**练习题目 A**
统计下方清单中含有字符串“trace”的行数，区分大小写，只给出数字。

**原文**
* * *
8.1 reshape, flatten, ravel

a = np.arange(24)

# reshape
b = a.reshape(2, 3, 4)      # 返回视图（如果可能）
c = a.reshape(3, 8)         # 返回视图
# 使用 -1 自动推断维度
d = a.reshape(-1, 6)        # (4, 6)
e = a.reshape(2, -1, 2)     # (2, 6, 2)

# reshape 返回视图还是副本？
# 规则：如果 reshape 的结果在内存中连续，则返回视图，否则返回副本
orig = np.arange(6).reshape(2, 3)
print(orig.flags['C_CONTIGUOUS'])  # True
view = orig.reshape(3, 2)
print(view.flags['C_CONTIGUOUS'])  # True → 是视图
view[0, 0] = 999
print(orig[0, 0])                   # 999 → 确实是视图！
* * *
**练习题目 B**
把这段 NumPy 代码里从含有“# reshape 返回视图还是副本？”的文字起、到“999 → 确实是视图！”止的部分重新写出，并将其中的“orig”替换为“base”。

(带标签的轮廓条目)
* * *
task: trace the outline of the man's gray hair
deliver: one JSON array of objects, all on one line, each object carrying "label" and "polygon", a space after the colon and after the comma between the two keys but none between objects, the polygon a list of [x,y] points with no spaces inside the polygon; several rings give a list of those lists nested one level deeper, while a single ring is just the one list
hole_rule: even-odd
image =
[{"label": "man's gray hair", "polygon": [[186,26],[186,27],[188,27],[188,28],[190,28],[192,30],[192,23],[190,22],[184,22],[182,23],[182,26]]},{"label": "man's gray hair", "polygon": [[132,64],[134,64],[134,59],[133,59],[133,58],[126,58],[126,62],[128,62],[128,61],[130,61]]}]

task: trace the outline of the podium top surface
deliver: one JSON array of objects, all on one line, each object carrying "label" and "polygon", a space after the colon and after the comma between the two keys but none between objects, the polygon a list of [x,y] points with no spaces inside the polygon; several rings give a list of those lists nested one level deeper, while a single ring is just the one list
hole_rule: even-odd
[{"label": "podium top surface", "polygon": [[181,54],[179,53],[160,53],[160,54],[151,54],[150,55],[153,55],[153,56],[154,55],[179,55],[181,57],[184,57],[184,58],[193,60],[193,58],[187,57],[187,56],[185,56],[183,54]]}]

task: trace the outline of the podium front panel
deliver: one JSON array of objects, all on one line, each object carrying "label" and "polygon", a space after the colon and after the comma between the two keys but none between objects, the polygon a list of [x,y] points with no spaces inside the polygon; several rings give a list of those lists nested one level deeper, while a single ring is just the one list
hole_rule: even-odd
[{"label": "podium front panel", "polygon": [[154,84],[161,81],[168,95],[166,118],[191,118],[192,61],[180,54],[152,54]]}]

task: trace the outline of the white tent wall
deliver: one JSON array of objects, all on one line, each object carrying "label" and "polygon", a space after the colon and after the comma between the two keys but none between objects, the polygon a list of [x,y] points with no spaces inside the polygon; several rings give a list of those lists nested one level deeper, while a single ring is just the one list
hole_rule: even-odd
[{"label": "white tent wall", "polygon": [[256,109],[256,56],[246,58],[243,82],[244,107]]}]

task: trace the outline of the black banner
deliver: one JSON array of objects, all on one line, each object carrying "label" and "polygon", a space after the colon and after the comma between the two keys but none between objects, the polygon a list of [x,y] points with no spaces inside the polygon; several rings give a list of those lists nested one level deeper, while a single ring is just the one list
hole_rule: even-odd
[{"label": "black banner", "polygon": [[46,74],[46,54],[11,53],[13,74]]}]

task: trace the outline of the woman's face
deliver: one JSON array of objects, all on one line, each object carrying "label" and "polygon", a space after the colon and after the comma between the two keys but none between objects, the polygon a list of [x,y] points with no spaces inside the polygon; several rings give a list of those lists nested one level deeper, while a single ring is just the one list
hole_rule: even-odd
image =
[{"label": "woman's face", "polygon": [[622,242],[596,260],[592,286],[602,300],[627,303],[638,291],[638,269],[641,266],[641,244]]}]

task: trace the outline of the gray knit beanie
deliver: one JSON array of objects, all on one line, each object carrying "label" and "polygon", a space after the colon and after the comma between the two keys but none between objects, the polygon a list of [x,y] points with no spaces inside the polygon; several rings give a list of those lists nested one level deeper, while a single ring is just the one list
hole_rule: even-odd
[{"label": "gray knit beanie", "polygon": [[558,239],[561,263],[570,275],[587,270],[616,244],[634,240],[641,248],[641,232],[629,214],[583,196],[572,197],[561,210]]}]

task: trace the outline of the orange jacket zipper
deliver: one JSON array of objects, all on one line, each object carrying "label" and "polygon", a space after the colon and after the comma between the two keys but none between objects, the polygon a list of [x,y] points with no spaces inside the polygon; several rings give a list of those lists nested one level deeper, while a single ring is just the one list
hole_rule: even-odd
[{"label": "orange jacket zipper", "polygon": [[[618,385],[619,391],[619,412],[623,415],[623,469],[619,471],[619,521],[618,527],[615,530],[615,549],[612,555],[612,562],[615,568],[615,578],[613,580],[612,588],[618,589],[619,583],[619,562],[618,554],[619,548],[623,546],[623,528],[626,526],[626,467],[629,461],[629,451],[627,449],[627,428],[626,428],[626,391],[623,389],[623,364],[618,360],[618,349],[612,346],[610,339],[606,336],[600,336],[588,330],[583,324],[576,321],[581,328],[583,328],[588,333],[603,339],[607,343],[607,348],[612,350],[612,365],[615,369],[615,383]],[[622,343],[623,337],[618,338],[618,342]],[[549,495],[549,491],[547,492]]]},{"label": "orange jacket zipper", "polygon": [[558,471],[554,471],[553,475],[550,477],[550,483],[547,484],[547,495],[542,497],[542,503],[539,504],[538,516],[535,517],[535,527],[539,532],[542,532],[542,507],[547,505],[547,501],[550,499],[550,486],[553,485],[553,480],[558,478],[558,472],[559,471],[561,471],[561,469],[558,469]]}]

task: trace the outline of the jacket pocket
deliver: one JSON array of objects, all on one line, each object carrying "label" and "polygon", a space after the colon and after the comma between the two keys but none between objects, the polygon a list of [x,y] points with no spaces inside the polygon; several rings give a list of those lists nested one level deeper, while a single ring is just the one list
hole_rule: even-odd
* * *
**参考答案 A**
9

**参考答案 B**
# reshape 返回视图还是副本？
# 规则：如果 reshape 的结果在内存中连续，则返回视图，否则返回副本
base = np.arange(6).reshape(2, 3)
print(base.flags['C_CONTIGUOUS'])  # True
view = base.reshape(3, 2)
print(view.flags['C_CONTIGUOUS'])  # True → 是视图
view[0, 0] = 999
print(base[0, 0])                   # 999 → 确实是视图！